### ТЕКСТ СТРАНИЦЫ
>>>

Найти тему
Наталья Баева

Приятный век, уютный век

Это девятнадцатый-то?!

Но восприятие прошлого тоже подчиняется логике. Так устроена человеческая память, что плохое вытесняется. Невозможно жить болью за предков. А вот гордиться победами предков - нормально. Умиляться неспешностью жизни, простотой нравов и востребованностью искусства - нормально. И обнаруживать, что у рукотворных вещей из антикварного магазина "есть душа" - тоже в порядке вещей.

Коллективная память сохраняет предания о легендарных характерах и... анекдоты. Случаи, не обязательно смешные, но непременно с неожиданной развязкой.

Так что же, казалось бы, проще? Собери анекдоты в единый сюжет, придумай (или найди в истории) главного героя - вот тебе и повесть, а то и целый роман! Такое произведение не будет историческим? А что, в конце концов, интереснее? "Производительные силы и производственные отношения" - или приключения, мысли и чувства людей, живших до нас?

Маковский. Повар и кухарка
Маковский. Повар и кухарка

По такому пути пошёл Леонид Соловьёв, создавая свою "Повесть о Ходже Насреддине", и точно так же поступил наш современник Сергей Олюнин, создавая повесть "Письма путешественника по казённой надобности".

Интерес к истории далеко не случаен. Сергей Ростиславович, скульптор и сын скульптора, создатель исторической миниатюры и единственного в своём роде музея "Имена и эпохи" в Москве, просто вынужден был знакомиться с историей, которой не найдёшь в школьных учебниках: одеждой, подробностями повседневной жизни, особенностями быта и нравов населения Российской империи. Не столь уж многочисленного - но невероятно многообразного.

Рассказ о музее здесь:

Итак, в девятнадцатом веке, "то ли в начале его, то ли в середине, а может, и в конце", едет по Сибирскому тракту молодой человек, служащий бог весть в каком департаменте. И на каждой остановке он пишет письма любезной Лизаньке обо всём, что по его мнению заслуживает внимания. Разрозненные, но весьма любопытные заметки о столь любезном ему Отечестве.

-2

Хотите узнать, каково путешествовать в таких саночках? На перинах, застеленных сверху рогожей, и накрывшись сверху медвежьей полостью. При этом один бок угнетают самовар и жаровня, а другой - замороженный борщ и прочий припас. Тот, кто решается бросить вызов сибирскому морозу, должен упаковаться так предусмотрительно, даже если едет всего - навсего вёрст за тридцать. Потому что невозможно предугадать, не начнётся ли метель, не придётся ли заночевать... где придётся. Может статься, что и на почтовой станции не отогреешься: не топлено, и двери настежь. В чём дело?!

- Кофейного француза вымораживаем!

Оказывается, избавляются от тараканов. А почему "француз"?

<<<

### КРАТКО 1
Назовите по тексту страницы всё, что путник берёт с собой в саночки или подкладывает под себя, отправляясь в дорогу по морозу.

[Строки с расстановкой точек]
>>>

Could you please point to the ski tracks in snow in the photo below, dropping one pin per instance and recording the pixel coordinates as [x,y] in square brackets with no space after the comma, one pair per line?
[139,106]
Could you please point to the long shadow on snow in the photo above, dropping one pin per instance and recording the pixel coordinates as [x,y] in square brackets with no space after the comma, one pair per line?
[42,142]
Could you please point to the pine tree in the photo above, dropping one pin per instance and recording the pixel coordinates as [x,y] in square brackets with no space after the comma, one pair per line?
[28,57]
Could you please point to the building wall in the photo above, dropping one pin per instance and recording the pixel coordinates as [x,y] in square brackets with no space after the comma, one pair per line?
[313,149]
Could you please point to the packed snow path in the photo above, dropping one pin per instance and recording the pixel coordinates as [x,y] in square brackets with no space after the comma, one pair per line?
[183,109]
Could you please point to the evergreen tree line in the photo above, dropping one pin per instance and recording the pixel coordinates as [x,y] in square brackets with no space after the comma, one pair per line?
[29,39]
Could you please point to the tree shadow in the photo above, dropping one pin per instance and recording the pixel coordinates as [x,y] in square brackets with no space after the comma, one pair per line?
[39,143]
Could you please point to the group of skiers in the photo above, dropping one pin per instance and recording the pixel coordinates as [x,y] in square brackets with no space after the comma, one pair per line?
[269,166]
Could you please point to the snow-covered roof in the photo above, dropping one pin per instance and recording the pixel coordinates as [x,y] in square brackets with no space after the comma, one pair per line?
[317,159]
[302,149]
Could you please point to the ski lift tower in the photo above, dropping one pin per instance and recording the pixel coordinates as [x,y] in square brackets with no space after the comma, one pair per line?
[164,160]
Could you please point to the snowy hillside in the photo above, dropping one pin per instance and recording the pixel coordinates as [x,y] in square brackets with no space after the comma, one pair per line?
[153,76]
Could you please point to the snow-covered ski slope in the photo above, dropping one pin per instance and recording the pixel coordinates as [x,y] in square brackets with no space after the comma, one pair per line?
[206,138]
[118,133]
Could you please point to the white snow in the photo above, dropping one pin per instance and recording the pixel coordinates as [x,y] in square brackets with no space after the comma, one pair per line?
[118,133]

<<<

### КРАТКО 2
Перепишите строки набора от строки с «Could you please point to the ski lift» до самого конца, поставив «Please point to» вместо «Could you please point to». Всё остальное оставьте без изменений.

### ПОЛНОЕ РЕШЕНИЕ 1
Перины, рогожа, медвежья полость, самовар, жаровня, замороженный борщ, прочий припас.

### ПОЛНОЕ РЕШЕНИЕ 2
Please point to the ski lift tower in the photo above, dropping one pin per instance and recording the pixel coordinates as [x,y] in square brackets with no space after the comma, one pair per line?
[164,160]
Please point to the snowy hillside in the photo above, dropping one pin per instance and recording the pixel coordinates as [x,y] in square brackets with no space after the comma, one pair per line?
[153,76]
Please point to the snow-covered ski slope in the photo above, dropping one pin per instance and recording the pixel coordinates as [x,y] in square brackets with no space after the comma, one pair per line?
[206,138]
[118,133]
Please point to the white snow in the photo above, dropping one pin per instance and recording the pixel coordinates as [x,y] in square brackets with no space after the comma, one pair per line?
[118,133]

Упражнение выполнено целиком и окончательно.